*** WORKING DATA ***
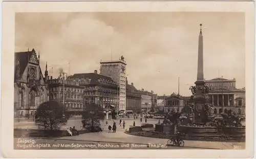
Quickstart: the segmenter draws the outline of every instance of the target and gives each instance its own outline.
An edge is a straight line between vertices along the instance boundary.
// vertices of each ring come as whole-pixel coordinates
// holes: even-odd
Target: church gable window
[[[35,64],[38,64],[38,60],[37,59],[37,57],[36,57],[36,54],[35,53],[33,53],[29,60],[29,62],[33,63]]]

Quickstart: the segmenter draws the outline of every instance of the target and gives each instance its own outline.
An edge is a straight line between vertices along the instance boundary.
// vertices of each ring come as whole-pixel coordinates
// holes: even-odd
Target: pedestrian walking
[[[109,133],[110,132],[110,131],[111,131],[111,129],[112,129],[112,127],[111,127],[111,125],[109,125]]]
[[[125,122],[124,121],[123,121],[123,128],[124,129],[124,128],[125,127]]]
[[[113,132],[116,132],[116,123],[114,122],[114,124],[113,125]]]

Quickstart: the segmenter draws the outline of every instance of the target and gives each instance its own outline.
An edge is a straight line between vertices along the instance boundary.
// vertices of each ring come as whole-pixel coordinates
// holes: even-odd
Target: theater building
[[[190,102],[190,97],[184,97],[173,93],[168,97],[164,98],[164,109],[165,113],[170,110],[174,109],[175,110],[180,111],[187,104]]]
[[[126,110],[132,110],[134,113],[141,112],[141,94],[134,85],[129,84],[126,79]]]
[[[49,100],[64,103],[71,115],[80,115],[84,109],[83,87],[61,76],[48,80]],[[63,96],[64,95],[64,96]]]
[[[83,104],[96,104],[106,110],[111,110],[119,105],[118,85],[109,77],[94,73],[75,74],[68,78],[77,82],[83,88]]]
[[[34,118],[38,106],[48,101],[48,73],[44,78],[34,49],[16,52],[14,58],[14,117]]]
[[[231,109],[236,113],[245,112],[245,88],[237,88],[236,79],[228,80],[216,78],[205,82],[210,86],[209,96],[217,112]]]

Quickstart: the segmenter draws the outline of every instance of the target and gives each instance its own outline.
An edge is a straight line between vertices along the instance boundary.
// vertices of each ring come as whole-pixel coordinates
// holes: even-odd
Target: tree
[[[90,104],[82,113],[82,124],[83,126],[89,125],[89,127],[93,131],[96,127],[100,125],[100,121],[104,120],[105,115],[104,110],[100,106],[94,103]]]
[[[68,122],[69,116],[65,106],[56,101],[50,101],[41,104],[36,109],[35,122],[45,129],[59,129]]]

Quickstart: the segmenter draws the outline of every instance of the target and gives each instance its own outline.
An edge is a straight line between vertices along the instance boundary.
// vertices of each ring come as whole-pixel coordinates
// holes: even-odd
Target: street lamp
[[[63,74],[63,80],[62,80],[62,81],[63,81],[63,105],[65,105],[65,75],[67,75],[67,78],[68,78],[68,74],[67,73],[66,73],[65,72],[62,72],[61,74]]]
[[[223,103],[224,103],[224,98],[223,98],[223,76],[221,76],[221,109],[223,110]]]
[[[117,99],[116,99],[116,111],[117,111],[117,118],[118,118],[118,92],[120,91],[119,89],[119,86],[117,85]]]

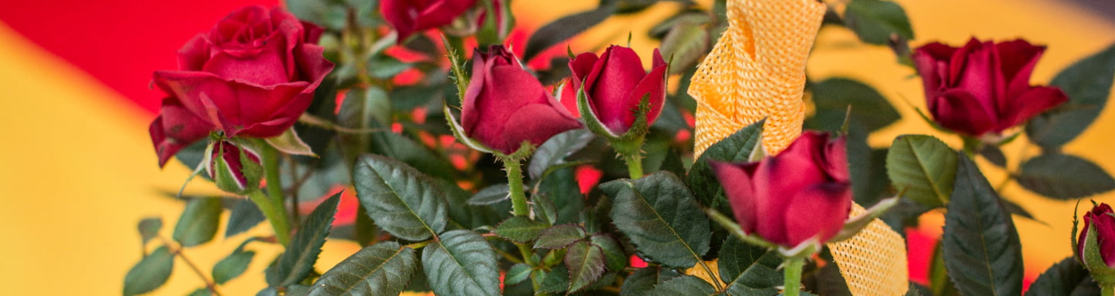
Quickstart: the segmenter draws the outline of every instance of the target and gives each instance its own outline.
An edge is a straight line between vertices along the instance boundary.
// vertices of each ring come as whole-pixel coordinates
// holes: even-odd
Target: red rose
[[[736,220],[747,234],[785,247],[844,227],[852,209],[845,139],[806,131],[777,156],[750,164],[712,161]]]
[[[1084,215],[1084,228],[1080,229],[1077,239],[1076,253],[1080,257],[1080,262],[1087,263],[1084,259],[1084,241],[1085,237],[1088,236],[1088,227],[1096,227],[1096,235],[1099,239],[1099,257],[1103,257],[1107,267],[1115,267],[1115,216],[1112,215],[1112,207],[1107,204],[1099,204]]]
[[[151,125],[158,164],[220,130],[269,138],[294,125],[333,69],[314,45],[321,28],[274,8],[246,7],[178,50],[178,70],[155,71],[168,97]]]
[[[260,155],[227,140],[213,142],[205,171],[217,188],[240,195],[259,189],[263,178]]]
[[[930,43],[913,53],[933,120],[968,136],[1025,122],[1068,100],[1054,87],[1030,86],[1045,47],[1025,40],[993,43],[975,38],[963,48]]]
[[[474,4],[476,0],[382,0],[379,10],[403,42],[415,32],[449,24]]]
[[[473,77],[460,117],[465,135],[508,155],[524,141],[539,146],[582,127],[503,46],[473,53]]]
[[[639,55],[619,46],[609,47],[599,58],[592,52],[581,53],[569,61],[572,77],[563,99],[575,100],[576,91],[583,87],[589,107],[600,122],[612,134],[623,135],[634,124],[639,101],[650,95],[649,126],[658,119],[666,101],[667,67],[658,49],[655,49],[652,63],[647,73]]]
***
> **AIM**: Update all the items by replacing "segmenter" with "annotator" and changing nothing else. Leave out the pictures.

> **RESPONSE FOR THIS EXERCISE**:
Quickstart: the annotator draws the outline of every instance of the target and gives each instance its own outline.
An edge is a straight line between vertices along the instance boundary.
// vertices of each ring come as whole-pixel coordinates
// holes: even-odd
Target: church gable window
[[[35,64],[38,64],[38,60],[37,59],[37,57],[36,57],[36,54],[35,53],[33,53],[29,60],[29,62],[33,63]]]

Quickstart: the annotator draws the outline of every instance of the target and gives each instance its own outline.
An edge is a straight line between vertices along the instance boundary.
// vertices of each ring come as whole-pixel coordinates
// holes: even-odd
Target: pedestrian walking
[[[109,133],[110,132],[110,131],[111,131],[111,129],[112,129],[112,127],[111,127],[111,125],[109,125]]]
[[[125,122],[124,121],[123,121],[123,128],[124,129],[124,128],[125,127]]]
[[[113,132],[116,132],[116,123],[114,122],[114,124],[113,125]]]

Quickstart: the annotator draws the outline of every instance of the target and gives each instance its own outline.
An edge is a straight line between vertices along the instance boundary.
// vertices of each ring come as whole-pixel coordinates
// holes: even-odd
Target: theater building
[[[190,102],[190,97],[184,97],[173,93],[168,97],[164,98],[164,109],[165,113],[170,110],[174,109],[175,110],[180,111],[187,104]]]
[[[126,110],[132,110],[134,113],[141,112],[141,94],[134,85],[129,84],[126,79]]]
[[[49,100],[64,103],[71,115],[80,115],[84,109],[83,87],[61,76],[48,80]],[[63,96],[64,95],[64,96]]]
[[[83,104],[96,104],[106,110],[111,110],[119,105],[118,85],[109,77],[94,73],[75,74],[68,78],[77,82],[83,88]]]
[[[34,118],[38,106],[48,101],[48,73],[44,78],[34,49],[16,52],[14,58],[14,117]]]
[[[231,109],[236,113],[245,112],[245,88],[237,88],[236,79],[228,80],[216,78],[205,82],[210,86],[209,96],[217,112]]]

Quickstart: the annotator draws the outline of every instance of the target and gives each instance its own outline.
An edge is a straight line between vertices along the instance boundary.
// vertices of each ring come as whole-pixel coordinates
// holes: even-odd
Target: tree
[[[90,104],[82,113],[82,124],[83,126],[89,125],[89,127],[93,131],[96,127],[100,125],[100,121],[104,120],[105,115],[104,110],[100,106],[94,103]]]
[[[68,122],[69,116],[65,106],[56,101],[50,101],[41,104],[36,109],[35,122],[45,129],[59,129]]]

Quickstart: the annotator draws the outline of every instance of the target and gives each instance its own outline.
An edge is a straight line between vertices along the instance boundary.
// vertices of each ring come as whole-pixel coordinates
// holes: even-odd
Target: street lamp
[[[63,74],[63,80],[62,80],[62,81],[63,81],[63,105],[65,105],[65,75],[67,75],[67,78],[68,78],[68,74],[67,73],[66,73],[65,72],[62,72],[61,74]]]
[[[223,103],[224,103],[224,98],[223,98],[223,76],[221,76],[221,109],[223,110]]]
[[[117,99],[116,99],[116,111],[117,111],[117,118],[118,118],[118,92],[120,91],[119,89],[119,86],[117,85]]]

Quickstart: the annotator draws the outline of every instance of the target and gives each instance its own outline.
An edge is a straight line between vertices along the instance boundary.
// vertices of each ring come as whole-pixel coordinates
// holes: even-odd
Target: red rose
[[[736,220],[747,234],[785,247],[844,227],[852,209],[845,139],[806,131],[777,156],[750,164],[712,161]]]
[[[1084,215],[1084,228],[1080,229],[1077,239],[1076,253],[1080,257],[1080,262],[1087,263],[1084,259],[1084,241],[1085,237],[1088,236],[1088,227],[1096,227],[1096,235],[1099,239],[1099,257],[1103,257],[1107,267],[1115,267],[1115,216],[1112,215],[1112,207],[1107,204],[1099,204]]]
[[[151,125],[158,164],[220,130],[269,138],[294,125],[333,69],[314,45],[321,28],[274,8],[246,7],[178,50],[178,70],[155,71],[168,97]]]
[[[260,155],[227,140],[213,142],[205,171],[217,188],[240,195],[259,189],[263,178]]]
[[[930,43],[913,53],[933,120],[968,136],[1025,122],[1068,100],[1054,87],[1030,86],[1045,47],[1025,40],[993,43],[975,38],[963,48]]]
[[[474,4],[476,0],[382,0],[379,10],[403,42],[415,32],[449,24]]]
[[[473,77],[460,117],[465,135],[508,155],[524,141],[539,146],[582,127],[503,46],[473,53]]]
[[[639,55],[619,46],[609,47],[599,58],[592,52],[581,53],[569,61],[572,77],[563,99],[575,100],[576,91],[583,87],[589,107],[600,122],[612,134],[623,135],[634,124],[639,101],[650,95],[649,126],[658,119],[666,101],[667,67],[658,49],[655,49],[652,63],[647,73]]]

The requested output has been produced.